Short problem 1
Reproduce the tractor-selection passage word for word from "This paper introduces" to "ensuring practical relevance.".
Short problem 2
Pick up the text on tractor selection for Egypt's Delta farms after its last sentence and write the section that follows.

--- start of Passage provided ---

This paper introduces several innovative contributions. First, it integrates the AHP with ML (Hierarchical Agglomerative Clustering) for criteria reduction and streamlining tractor selection—a novel approach not widely used in previous studies. The research reduces decision criteria from nine to three, making the process more accessible for small-scale farmers. It is one of the first studies to apply this methodology to small farms in Egypt’s Delta, addressing their operational and financial constraints. Additionally, the selection framework aligns with global sustainability goals by incorporating technical, environmental, and economic factors. The findings are empirically validated through input from forty-two governmental service providers, ensuring practical relevance.

Materials and methods

Research area

Delta region is located in the north of the Egyptian Republic. It is one of the largest deltas in the world, with a total area of about 240 km². It extends from the eastern side of Port Said until it reaches the western side as far as Alexandria. It was given this name due to its triangular shape. Delta was formed due to the accumulation of silt brought by the Nile River, which ended up in the Mediterranean Sea. Over time, due to the accumulation of silt and Nile riverbanks’ physical weathering and flood sedimentation for thousands of years, the Delta was formed when the Nile River was bifurcated into two branches. One of them is the eastern Damietta Branch and the western Rosetta Branch. The length of the Delta is about 160 km, and it begins on the southern side at Al-Qanater Al-Khayriyah, near the city of Cairo. The Egyptian Delta is famous for the fertility of its soil, which is always suitable for agriculture. The Egyptian Delta includes eight governorates, as shown in Fig. 1.

--- end of Passage provided ---
--- start of Data supplied ---

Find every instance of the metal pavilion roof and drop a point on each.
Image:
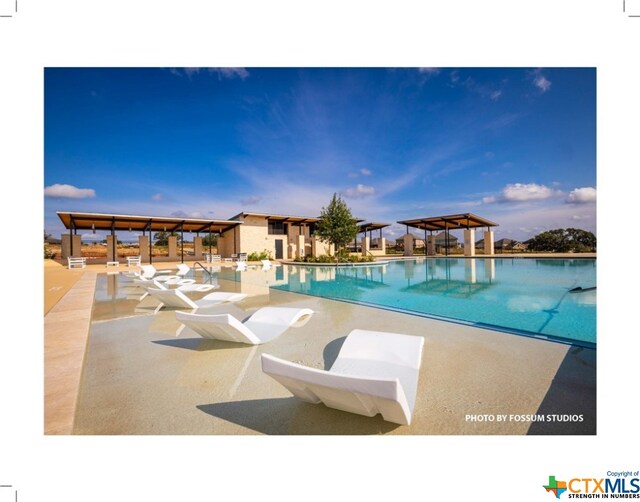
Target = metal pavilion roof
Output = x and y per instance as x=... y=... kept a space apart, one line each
x=299 y=220
x=449 y=222
x=367 y=227
x=100 y=221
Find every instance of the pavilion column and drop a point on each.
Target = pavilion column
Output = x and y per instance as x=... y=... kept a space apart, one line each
x=470 y=271
x=197 y=248
x=111 y=241
x=366 y=245
x=408 y=245
x=431 y=245
x=469 y=242
x=173 y=247
x=300 y=246
x=489 y=269
x=488 y=242
x=321 y=248
x=143 y=244
x=67 y=241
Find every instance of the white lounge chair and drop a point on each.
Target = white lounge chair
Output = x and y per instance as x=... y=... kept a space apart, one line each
x=149 y=271
x=177 y=299
x=184 y=285
x=183 y=269
x=263 y=326
x=375 y=372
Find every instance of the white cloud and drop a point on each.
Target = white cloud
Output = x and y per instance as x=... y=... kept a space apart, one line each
x=519 y=192
x=220 y=72
x=540 y=81
x=232 y=73
x=583 y=195
x=250 y=200
x=522 y=192
x=359 y=191
x=68 y=192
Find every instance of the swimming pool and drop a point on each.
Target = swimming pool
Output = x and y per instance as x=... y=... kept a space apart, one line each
x=521 y=295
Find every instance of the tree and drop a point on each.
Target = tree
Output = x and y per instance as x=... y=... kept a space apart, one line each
x=564 y=240
x=210 y=240
x=336 y=225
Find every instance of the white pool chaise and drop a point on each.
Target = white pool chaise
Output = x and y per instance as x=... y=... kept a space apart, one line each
x=375 y=372
x=263 y=326
x=177 y=299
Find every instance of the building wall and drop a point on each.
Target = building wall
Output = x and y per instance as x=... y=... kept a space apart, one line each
x=254 y=236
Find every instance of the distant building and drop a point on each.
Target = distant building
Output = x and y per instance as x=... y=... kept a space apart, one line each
x=418 y=243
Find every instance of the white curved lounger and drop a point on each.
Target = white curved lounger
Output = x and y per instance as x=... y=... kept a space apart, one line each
x=264 y=325
x=149 y=271
x=375 y=372
x=184 y=285
x=177 y=299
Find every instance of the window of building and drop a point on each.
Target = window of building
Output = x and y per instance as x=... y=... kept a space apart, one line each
x=277 y=228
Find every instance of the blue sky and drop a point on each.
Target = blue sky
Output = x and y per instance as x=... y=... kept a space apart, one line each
x=514 y=145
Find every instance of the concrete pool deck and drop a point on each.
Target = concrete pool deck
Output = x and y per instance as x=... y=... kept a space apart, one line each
x=134 y=375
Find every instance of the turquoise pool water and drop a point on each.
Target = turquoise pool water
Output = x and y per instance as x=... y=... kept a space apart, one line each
x=526 y=296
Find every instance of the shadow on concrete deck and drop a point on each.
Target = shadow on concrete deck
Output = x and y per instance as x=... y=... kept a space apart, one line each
x=572 y=392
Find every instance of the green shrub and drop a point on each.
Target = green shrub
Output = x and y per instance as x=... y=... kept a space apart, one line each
x=263 y=255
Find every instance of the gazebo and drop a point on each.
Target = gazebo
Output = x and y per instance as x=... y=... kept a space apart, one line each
x=367 y=240
x=464 y=221
x=73 y=221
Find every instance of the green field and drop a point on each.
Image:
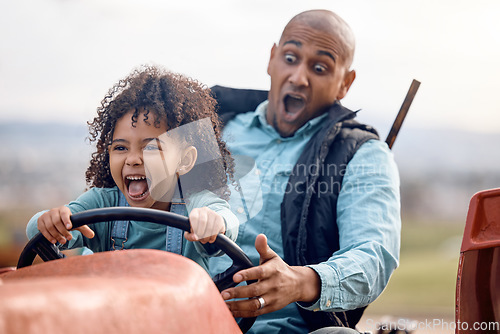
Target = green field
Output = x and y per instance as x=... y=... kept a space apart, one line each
x=424 y=283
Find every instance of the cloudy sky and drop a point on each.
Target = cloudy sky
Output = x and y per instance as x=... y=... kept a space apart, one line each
x=58 y=58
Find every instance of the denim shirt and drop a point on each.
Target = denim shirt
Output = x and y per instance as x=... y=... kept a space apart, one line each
x=343 y=278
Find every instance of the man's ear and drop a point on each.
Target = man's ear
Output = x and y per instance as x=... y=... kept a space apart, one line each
x=273 y=51
x=189 y=156
x=346 y=84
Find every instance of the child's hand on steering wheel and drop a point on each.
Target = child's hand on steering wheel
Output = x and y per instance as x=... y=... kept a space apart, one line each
x=206 y=224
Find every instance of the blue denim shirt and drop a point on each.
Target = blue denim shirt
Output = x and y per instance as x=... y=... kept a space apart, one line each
x=368 y=217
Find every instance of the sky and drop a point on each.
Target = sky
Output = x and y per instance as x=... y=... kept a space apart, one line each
x=58 y=58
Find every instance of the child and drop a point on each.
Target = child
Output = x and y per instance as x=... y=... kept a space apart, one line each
x=130 y=132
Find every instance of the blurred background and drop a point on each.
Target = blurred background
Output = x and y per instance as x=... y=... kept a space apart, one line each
x=58 y=58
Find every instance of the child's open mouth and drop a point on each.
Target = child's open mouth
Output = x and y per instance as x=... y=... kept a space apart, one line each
x=137 y=187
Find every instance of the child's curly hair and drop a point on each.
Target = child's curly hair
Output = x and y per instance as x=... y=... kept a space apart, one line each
x=160 y=96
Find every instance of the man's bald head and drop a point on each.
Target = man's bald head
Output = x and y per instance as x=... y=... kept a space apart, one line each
x=330 y=23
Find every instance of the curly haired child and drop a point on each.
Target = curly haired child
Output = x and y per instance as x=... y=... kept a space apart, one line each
x=130 y=130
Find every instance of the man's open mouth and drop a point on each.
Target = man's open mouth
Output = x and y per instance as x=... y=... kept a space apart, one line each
x=293 y=104
x=137 y=187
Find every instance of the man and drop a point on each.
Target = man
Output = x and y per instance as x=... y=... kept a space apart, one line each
x=330 y=190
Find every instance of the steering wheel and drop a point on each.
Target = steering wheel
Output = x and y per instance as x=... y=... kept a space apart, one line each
x=40 y=246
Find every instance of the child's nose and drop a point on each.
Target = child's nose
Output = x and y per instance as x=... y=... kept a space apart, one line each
x=134 y=159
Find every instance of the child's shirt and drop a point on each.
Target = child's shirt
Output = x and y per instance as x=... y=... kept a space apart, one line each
x=144 y=235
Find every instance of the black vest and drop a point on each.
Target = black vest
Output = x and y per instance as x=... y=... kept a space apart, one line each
x=309 y=207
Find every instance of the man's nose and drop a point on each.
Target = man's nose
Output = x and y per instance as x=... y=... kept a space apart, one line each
x=299 y=75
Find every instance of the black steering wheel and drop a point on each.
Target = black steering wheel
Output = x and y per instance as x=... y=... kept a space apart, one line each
x=40 y=246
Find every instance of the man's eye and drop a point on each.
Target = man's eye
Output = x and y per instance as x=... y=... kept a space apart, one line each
x=289 y=58
x=319 y=68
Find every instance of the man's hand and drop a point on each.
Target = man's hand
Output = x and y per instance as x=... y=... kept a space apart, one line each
x=278 y=284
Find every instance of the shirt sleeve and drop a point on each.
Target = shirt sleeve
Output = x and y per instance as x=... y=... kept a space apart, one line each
x=91 y=199
x=369 y=222
x=217 y=204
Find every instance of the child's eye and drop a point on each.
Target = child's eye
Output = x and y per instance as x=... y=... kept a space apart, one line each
x=290 y=58
x=152 y=147
x=118 y=148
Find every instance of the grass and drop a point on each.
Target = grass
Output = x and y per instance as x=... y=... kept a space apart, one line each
x=424 y=284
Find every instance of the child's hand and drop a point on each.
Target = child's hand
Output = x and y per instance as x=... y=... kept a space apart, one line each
x=205 y=225
x=56 y=223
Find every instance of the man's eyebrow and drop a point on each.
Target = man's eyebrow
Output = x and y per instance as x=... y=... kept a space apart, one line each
x=326 y=53
x=296 y=43
x=320 y=52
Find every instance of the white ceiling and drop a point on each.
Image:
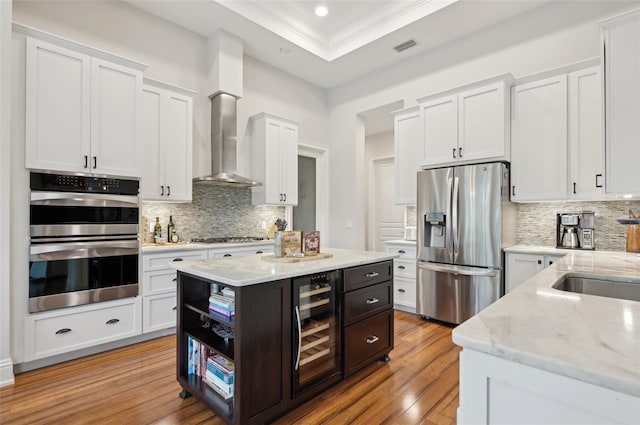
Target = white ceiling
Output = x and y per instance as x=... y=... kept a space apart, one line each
x=356 y=37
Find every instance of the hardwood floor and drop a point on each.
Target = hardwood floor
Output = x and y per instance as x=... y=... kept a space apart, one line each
x=137 y=385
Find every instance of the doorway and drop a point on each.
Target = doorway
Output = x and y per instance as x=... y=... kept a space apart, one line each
x=312 y=210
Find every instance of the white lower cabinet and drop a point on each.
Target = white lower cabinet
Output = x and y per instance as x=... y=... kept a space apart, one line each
x=521 y=267
x=159 y=287
x=404 y=275
x=494 y=390
x=61 y=331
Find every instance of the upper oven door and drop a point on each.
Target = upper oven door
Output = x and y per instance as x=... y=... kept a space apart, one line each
x=56 y=214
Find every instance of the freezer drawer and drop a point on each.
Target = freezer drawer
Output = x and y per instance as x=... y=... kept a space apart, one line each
x=455 y=293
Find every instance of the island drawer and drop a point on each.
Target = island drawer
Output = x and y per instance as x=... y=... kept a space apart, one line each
x=367 y=340
x=370 y=274
x=365 y=302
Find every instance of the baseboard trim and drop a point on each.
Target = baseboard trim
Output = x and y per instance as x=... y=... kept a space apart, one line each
x=6 y=373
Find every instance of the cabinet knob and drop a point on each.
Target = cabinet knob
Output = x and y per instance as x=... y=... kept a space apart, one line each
x=371 y=339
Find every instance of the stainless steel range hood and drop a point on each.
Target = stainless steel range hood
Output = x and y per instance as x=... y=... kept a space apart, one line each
x=224 y=144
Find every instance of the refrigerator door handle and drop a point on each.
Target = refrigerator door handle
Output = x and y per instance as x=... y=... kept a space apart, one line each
x=467 y=271
x=454 y=219
x=448 y=220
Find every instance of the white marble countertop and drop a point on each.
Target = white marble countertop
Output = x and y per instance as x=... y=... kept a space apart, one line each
x=181 y=246
x=252 y=269
x=590 y=338
x=401 y=242
x=542 y=250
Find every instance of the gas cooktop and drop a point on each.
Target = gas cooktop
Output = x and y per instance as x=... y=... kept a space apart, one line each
x=229 y=239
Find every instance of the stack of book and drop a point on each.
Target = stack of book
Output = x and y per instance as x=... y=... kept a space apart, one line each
x=219 y=375
x=222 y=304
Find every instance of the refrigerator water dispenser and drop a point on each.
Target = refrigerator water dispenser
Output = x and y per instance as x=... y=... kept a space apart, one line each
x=434 y=229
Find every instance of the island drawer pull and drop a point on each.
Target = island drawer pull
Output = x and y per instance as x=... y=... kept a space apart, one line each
x=371 y=339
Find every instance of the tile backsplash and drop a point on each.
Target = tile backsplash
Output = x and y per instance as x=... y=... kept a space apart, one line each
x=215 y=211
x=537 y=222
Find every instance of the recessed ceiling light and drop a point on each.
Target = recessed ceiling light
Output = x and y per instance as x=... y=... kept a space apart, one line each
x=321 y=11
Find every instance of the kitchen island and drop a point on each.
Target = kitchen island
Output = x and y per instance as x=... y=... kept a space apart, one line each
x=544 y=355
x=283 y=331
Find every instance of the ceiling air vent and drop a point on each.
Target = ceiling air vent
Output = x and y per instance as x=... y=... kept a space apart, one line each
x=404 y=46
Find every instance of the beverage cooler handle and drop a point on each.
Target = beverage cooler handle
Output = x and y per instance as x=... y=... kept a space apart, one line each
x=454 y=219
x=299 y=338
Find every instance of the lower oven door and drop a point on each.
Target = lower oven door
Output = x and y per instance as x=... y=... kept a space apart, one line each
x=65 y=274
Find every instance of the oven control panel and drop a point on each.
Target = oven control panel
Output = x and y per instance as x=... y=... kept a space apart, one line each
x=72 y=183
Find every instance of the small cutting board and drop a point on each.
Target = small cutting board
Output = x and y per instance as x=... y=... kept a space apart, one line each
x=272 y=257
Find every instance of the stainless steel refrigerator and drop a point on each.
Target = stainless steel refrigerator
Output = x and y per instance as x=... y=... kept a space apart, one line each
x=465 y=220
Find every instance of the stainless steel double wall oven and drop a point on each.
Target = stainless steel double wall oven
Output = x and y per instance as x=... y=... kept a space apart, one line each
x=84 y=243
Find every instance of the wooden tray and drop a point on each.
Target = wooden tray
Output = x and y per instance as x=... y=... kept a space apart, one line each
x=272 y=257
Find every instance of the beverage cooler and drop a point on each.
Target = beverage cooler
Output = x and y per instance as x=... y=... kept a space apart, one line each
x=316 y=331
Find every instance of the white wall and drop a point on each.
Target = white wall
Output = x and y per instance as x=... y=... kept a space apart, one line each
x=175 y=56
x=548 y=37
x=6 y=364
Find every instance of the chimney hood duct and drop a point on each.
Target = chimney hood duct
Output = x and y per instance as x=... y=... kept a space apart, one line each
x=224 y=144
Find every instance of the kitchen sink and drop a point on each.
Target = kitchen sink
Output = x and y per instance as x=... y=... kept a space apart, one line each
x=603 y=286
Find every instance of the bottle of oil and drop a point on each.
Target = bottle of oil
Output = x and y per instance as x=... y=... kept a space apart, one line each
x=157 y=231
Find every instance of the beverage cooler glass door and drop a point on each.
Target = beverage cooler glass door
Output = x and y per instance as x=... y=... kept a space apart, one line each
x=316 y=337
x=455 y=293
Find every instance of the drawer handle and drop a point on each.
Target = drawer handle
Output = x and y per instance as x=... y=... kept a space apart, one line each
x=371 y=339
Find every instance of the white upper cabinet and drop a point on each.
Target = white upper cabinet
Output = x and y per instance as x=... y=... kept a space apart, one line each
x=82 y=112
x=168 y=130
x=621 y=53
x=274 y=159
x=58 y=107
x=408 y=147
x=539 y=140
x=586 y=143
x=467 y=125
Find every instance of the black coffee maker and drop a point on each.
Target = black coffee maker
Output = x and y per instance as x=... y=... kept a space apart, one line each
x=575 y=230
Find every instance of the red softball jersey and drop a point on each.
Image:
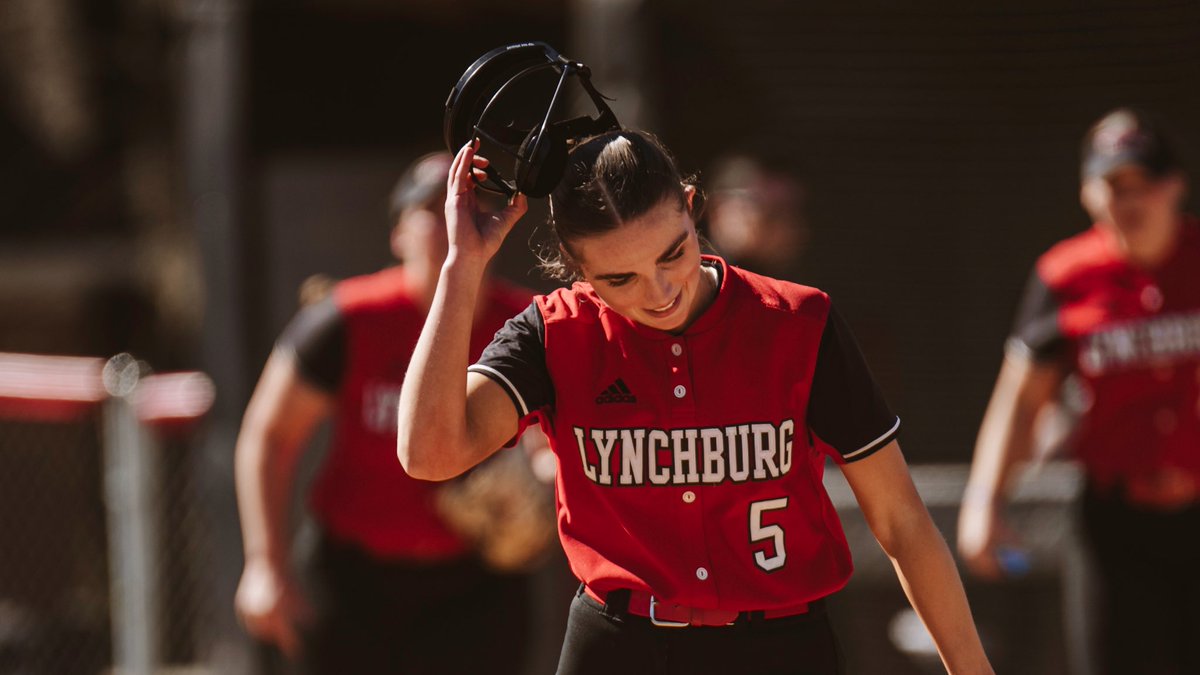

--- end of Data supplied ---

Written reply 1
This paper introduces several innovative contributions. First, it integrates the AHP with ML (Hierarchical Agglomerative Clustering) for criteria reduction and streamlining tractor selection—a novel approach not widely used in previous studies. The research reduces decision criteria from nine to three, making the process more accessible for small-scale farmers. It is one of the first studies to apply this methodology to small farms in Egypt’s Delta, addressing their operational and financial constraints. Additionally, the selection framework aligns with global sustainability goals by incorporating technical, environmental, and economic factors. The findings are empirically validated through input from forty-two governmental service providers, ensuring practical relevance.

Written reply 2
Fig. 1.

Study area (ArcGIS^®, Version 10.3.1.4959, License type: Advanced, Esri Inc.).

The Delta of Egypt is considered one of Egypt’s most important agricultural regions and a major source of agricultural production in Egypt. It is characterized by its fertile soil, which is suitable for cultivation at any time, and the availability of fresh water from the Nile River, which contributes to the cultivation of a wide range of crops such as rice, wheat, vegetables, fruits, etc. The area of agricultural land in the Delta exceeds 55% of the total agricultural area in Egypt. Small areas for agriculture prevail in the Delta.

Research methodology

In general, hybrid techniques were used to select the appropriate tractor between the available tractors in the study area using more than one method. In this study, nine criteria were identified for tractor selection. Weight calculation methods were used to determine the importance of each criterion identified in the work. The AHP method for weight calculation was used, which uses assumptions from experts’ decisions, with ML techniques to reduce the criteria numbers and rank the alternatives according to the weight of selected criteria. The study focused on tractors category B (from 55 to 95 hp), which is common in farms less than two hectares and achieves most of the farm operations as results from farms survey. The category of tractors was selected according to the American Society of Agricultural Engineers (ASAE), depending on 3-point hitch specifications and power. The principles mentioned can be expanded and organized into a more detailed step-by-step process, illustrated in Fig. 2.

Fig. 2.

The AHP Flowchart with ML method.

Essentials of AHP

AHP is a valuable decision-support tool decision-makers (DMs) use to select or rank the most appropriate alternative or set of alternatives. It is widely recognized as a user-friendly tool for Multiple Criteria Analysis (MCA) and typically involves several stages⁵⁴. These stages include selecting decision options and evaluation criteria, collecting performance measures for the evaluation matrix, standardizing the measures to a common scale, assigning weights to the criteria, ranking or scoring the options, conducting sensitivity analysis, and ultimately making a decision. The DM defines the desired outcome as a goal, which serves as the target, indicating the preferred direction.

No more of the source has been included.